Set problem 1:
Answer these questions using the blog post:
(a) In what publication did the article mentioned in the blog post appear online?
(b) What date is shown at the top of the blog post?
(c) According to the list, what improves for children who can walk or bike to school?
Set problem 2: Reproduce word for word the stretch of the blog post from "What's Old Can" through "features and assets.".

Text provided:
= = = = =
Wednesday, May 8, 2013

What's Old Can be New Again

Here is an article that appeared online in the High Plains Reader.  It will interest those dealing with redevelopment pressures in their communities that are resulting in the loss or undervaluing of important community features and assets. 

Beyond the characteristics described in the article there are many others associated with planning and designing healthy and successful communities that are equally important, including: 

- value of neighbourhood schools; 
- improved property values for areas surrounding well maintained "historic" buildings; 
- improved community quality of life, health, and desirability for development associated with walkable neighbourhoods/communities; 
- improved educational outcomes for children that can walk/bike to school; 
- economic benefits of quality urban design and walkable communities;
- improved and streamlined development review processes with sound design standards;
- improved social health for seniors with well designed neighbourhoods;
- et cetera.
= = = = =
Record list:

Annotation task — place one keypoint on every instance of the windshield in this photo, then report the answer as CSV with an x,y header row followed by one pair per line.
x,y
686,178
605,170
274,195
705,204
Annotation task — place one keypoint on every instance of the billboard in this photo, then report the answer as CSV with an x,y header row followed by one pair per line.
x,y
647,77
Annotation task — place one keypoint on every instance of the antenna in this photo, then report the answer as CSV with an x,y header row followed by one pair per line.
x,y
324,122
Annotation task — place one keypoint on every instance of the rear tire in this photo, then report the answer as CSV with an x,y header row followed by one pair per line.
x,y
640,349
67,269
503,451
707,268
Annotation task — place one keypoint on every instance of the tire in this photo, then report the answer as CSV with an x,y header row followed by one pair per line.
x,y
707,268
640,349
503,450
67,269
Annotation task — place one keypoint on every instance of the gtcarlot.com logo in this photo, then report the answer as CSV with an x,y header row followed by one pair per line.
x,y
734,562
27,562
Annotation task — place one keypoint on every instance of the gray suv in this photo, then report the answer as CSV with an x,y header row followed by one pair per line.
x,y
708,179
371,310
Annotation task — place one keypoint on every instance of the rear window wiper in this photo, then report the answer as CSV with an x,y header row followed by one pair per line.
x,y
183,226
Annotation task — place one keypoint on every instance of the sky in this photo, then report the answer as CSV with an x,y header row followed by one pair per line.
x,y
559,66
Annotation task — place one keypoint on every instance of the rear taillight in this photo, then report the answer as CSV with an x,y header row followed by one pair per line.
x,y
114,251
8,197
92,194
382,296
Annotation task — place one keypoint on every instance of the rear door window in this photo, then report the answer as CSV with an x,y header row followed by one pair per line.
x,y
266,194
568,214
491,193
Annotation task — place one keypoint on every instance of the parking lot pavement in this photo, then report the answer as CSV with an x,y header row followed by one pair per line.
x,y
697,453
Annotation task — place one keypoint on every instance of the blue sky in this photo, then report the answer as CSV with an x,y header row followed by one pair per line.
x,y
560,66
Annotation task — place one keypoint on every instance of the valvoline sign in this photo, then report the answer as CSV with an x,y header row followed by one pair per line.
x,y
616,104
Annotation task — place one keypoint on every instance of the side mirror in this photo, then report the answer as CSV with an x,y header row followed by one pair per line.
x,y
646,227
= = = = =
Expected answer 1:
(a) The High Plains Reader.
(b) Wednesday, May 8, 2013.
(c) Their educational outcomes.

Expected answer 2:
What's Old Can be New Again

Here is an article that appeared online in the High Plains Reader.  It will interest those dealing with redevelopment pressures in their communities that are resulting in the loss or undervaluing of important community features and assets.